## [PROBLEM TO WORK ON]
Extract every line of the material that contains the string "bush", and copy each one in full. The match is case-sensitive.

## [RAW DATA]
--- begin ---

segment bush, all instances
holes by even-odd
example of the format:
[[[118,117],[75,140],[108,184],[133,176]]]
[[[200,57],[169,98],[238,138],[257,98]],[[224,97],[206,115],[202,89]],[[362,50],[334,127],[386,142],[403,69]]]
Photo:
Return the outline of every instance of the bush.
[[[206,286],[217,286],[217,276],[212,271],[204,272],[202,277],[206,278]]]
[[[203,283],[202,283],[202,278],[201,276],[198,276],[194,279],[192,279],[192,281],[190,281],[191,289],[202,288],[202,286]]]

--- end ---

## [PROBLEM SOLUTION]
segment bush, all instances
Return the outline of every instance of the bush.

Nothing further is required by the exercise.